--- Entries shown ---

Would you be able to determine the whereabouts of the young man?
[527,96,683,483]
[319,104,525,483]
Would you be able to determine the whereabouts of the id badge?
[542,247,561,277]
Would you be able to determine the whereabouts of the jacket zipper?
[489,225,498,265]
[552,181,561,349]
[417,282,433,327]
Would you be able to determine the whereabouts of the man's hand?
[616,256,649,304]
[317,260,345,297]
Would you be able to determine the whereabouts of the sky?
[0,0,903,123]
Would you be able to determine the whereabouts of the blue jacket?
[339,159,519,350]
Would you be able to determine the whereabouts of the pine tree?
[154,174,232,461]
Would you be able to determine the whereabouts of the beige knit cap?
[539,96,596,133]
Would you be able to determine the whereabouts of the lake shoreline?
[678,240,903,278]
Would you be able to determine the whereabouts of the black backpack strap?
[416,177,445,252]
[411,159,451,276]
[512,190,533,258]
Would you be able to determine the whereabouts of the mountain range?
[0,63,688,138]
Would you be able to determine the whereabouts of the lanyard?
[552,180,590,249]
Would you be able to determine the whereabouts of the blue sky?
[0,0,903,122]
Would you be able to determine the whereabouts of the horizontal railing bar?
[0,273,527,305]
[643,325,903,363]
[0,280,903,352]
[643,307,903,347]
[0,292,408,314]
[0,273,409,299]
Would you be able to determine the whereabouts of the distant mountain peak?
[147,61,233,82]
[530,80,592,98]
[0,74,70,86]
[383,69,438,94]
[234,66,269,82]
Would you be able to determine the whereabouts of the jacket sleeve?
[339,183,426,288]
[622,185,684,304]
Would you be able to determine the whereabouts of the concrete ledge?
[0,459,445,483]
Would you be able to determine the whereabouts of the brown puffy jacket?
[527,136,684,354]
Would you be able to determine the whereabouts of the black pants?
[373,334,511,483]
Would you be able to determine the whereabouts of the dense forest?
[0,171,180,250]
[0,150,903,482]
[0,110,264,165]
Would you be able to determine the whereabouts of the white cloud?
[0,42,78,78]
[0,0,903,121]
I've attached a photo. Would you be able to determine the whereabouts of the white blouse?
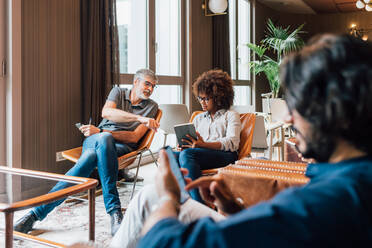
[193,109,241,152]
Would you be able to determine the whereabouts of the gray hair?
[133,69,159,83]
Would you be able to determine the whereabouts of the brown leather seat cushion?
[218,159,309,207]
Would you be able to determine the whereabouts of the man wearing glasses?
[14,69,159,235]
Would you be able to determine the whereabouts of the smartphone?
[162,146,190,204]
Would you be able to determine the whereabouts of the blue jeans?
[32,132,132,220]
[174,148,238,203]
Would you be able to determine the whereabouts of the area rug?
[0,183,143,248]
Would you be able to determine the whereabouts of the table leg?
[5,212,13,248]
[88,188,96,241]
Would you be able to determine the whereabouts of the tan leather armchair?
[62,109,163,199]
[190,111,256,175]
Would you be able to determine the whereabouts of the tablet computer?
[174,123,198,146]
[162,146,190,204]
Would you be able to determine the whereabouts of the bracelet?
[151,195,181,214]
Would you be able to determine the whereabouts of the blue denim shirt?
[139,157,372,248]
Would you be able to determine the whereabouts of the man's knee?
[96,132,115,145]
[128,184,159,217]
[179,148,197,166]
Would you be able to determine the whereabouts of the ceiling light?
[356,0,365,9]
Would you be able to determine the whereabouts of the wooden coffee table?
[0,166,98,248]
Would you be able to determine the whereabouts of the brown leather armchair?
[62,109,163,199]
[218,158,309,210]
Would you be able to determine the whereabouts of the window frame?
[229,0,254,105]
[119,0,186,89]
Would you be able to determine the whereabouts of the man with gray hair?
[14,69,159,235]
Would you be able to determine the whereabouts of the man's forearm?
[142,200,180,235]
[102,107,139,122]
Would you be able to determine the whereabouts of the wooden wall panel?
[0,0,7,195]
[22,0,82,191]
[273,8,372,39]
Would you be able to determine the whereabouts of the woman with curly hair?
[175,70,241,203]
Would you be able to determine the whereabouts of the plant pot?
[262,98,288,122]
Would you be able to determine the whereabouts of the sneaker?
[118,169,143,183]
[13,211,38,233]
[110,209,123,236]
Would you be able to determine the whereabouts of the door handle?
[1,59,6,77]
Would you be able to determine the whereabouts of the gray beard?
[136,89,149,100]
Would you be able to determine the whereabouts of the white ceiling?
[258,0,316,14]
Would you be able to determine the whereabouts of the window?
[116,0,148,73]
[229,0,252,105]
[116,0,184,103]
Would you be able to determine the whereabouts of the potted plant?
[246,19,304,98]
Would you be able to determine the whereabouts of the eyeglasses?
[143,80,157,89]
[198,96,209,103]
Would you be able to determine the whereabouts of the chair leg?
[163,133,168,146]
[130,152,142,200]
[148,149,159,167]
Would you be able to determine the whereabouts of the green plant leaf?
[245,19,304,97]
[245,43,267,58]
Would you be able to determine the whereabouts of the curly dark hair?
[281,34,372,161]
[193,70,234,110]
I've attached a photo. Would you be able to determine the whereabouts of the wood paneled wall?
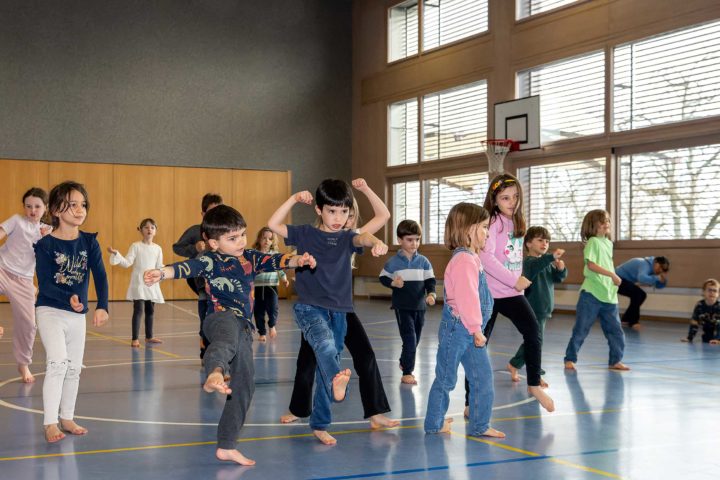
[0,159,291,301]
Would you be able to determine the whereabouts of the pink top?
[0,215,47,278]
[443,252,489,334]
[480,214,523,298]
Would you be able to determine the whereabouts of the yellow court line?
[87,331,182,358]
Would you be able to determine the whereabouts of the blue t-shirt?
[34,232,108,313]
[285,225,362,312]
[168,249,292,325]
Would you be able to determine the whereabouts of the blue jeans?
[293,303,347,430]
[425,303,495,436]
[565,291,625,365]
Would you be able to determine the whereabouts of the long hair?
[483,173,525,238]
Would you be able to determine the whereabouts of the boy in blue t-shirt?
[380,220,436,385]
[268,179,387,445]
[144,205,315,465]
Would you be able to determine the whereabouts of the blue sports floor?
[0,300,720,480]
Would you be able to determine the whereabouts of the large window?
[620,144,720,240]
[613,22,720,131]
[518,158,606,242]
[517,52,605,143]
[392,172,488,244]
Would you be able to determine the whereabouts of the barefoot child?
[253,227,290,342]
[107,218,165,348]
[35,182,108,443]
[380,220,435,385]
[268,179,387,445]
[507,227,568,387]
[0,188,51,383]
[144,205,315,465]
[565,210,630,370]
[425,203,505,438]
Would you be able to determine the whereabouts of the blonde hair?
[445,202,490,250]
[580,210,612,243]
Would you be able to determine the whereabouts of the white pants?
[35,307,85,425]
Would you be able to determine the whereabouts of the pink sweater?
[443,253,489,334]
[480,214,523,298]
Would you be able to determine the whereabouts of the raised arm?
[268,190,312,238]
[352,178,390,234]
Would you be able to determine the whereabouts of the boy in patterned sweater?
[380,220,436,385]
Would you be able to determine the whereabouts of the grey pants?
[203,311,255,450]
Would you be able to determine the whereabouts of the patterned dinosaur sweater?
[168,250,292,325]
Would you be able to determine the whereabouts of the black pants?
[132,300,155,340]
[253,286,278,335]
[204,311,255,450]
[618,278,647,327]
[465,295,542,405]
[290,312,390,418]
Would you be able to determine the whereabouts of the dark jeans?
[465,295,542,405]
[395,309,425,375]
[253,286,278,335]
[618,278,647,327]
[203,311,255,450]
[132,300,155,340]
[290,312,390,418]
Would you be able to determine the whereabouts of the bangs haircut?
[445,202,490,250]
[200,205,247,240]
[315,178,357,209]
[48,180,90,228]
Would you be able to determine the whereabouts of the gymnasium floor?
[0,300,720,480]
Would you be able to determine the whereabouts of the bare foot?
[438,418,452,433]
[370,413,400,430]
[43,423,65,443]
[280,413,300,423]
[18,364,35,383]
[203,369,232,394]
[506,363,520,382]
[528,386,555,412]
[60,418,87,435]
[333,368,350,402]
[215,448,255,465]
[482,427,505,438]
[313,430,337,445]
[608,362,630,372]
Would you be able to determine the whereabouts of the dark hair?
[395,220,422,238]
[483,173,525,238]
[523,227,552,248]
[138,218,157,230]
[201,193,223,213]
[48,180,90,228]
[655,256,670,272]
[200,205,247,240]
[315,178,353,210]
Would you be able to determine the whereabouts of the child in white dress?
[108,218,165,348]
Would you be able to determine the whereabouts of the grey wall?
[0,0,352,224]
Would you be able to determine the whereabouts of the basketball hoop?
[482,138,519,178]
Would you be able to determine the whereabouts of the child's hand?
[70,295,85,313]
[352,178,368,192]
[93,308,108,327]
[293,190,312,205]
[514,276,532,292]
[370,240,387,257]
[143,268,162,287]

---

§ **The problem**:
Rewrite the lines starting with the one containing "wooden wall panel?" and going on through the one containing "[193,70,234,110]", substituting "shoe" for "sneaker" and changing nothing else.

§ **Solution to this exercise**:
Would you be able to determine the whereabouts of the wooden wall panel?
[0,0,7,195]
[22,0,82,191]
[273,8,372,39]
Would you be able to determine the whereabouts of the woman with curly hair?
[175,70,241,203]
Would you be able to determine the whereabouts of the plant pot?
[262,98,288,122]
Would you be able to determine the whereabouts of the shoe?
[118,169,143,183]
[13,211,38,233]
[110,209,123,236]
Would you be able to determine the whereabouts of the door handle?
[1,59,6,77]
Would you be able to determine the whereabouts of the gray beard?
[136,89,149,100]
Would you be able to determine the whereabouts of the white ceiling?
[258,0,316,14]
Would you be able to determine the whereabouts of the window?
[116,0,148,73]
[229,0,252,105]
[116,0,184,103]
Would you be able to determine the whereabouts of the potted plant?
[246,19,304,98]
Would you be able to determine the whereabouts of the eyeglasses?
[143,80,157,89]
[198,96,209,103]
Would you be able to determine the whereabouts of the chair leg?
[163,133,168,146]
[130,152,142,200]
[148,149,159,167]
Would you be able to determine the whereabouts of the green plant leaf?
[245,19,304,97]
[245,43,267,58]
Would you be able to determine the whereabouts of the curly dark hair?
[281,34,372,161]
[193,70,234,110]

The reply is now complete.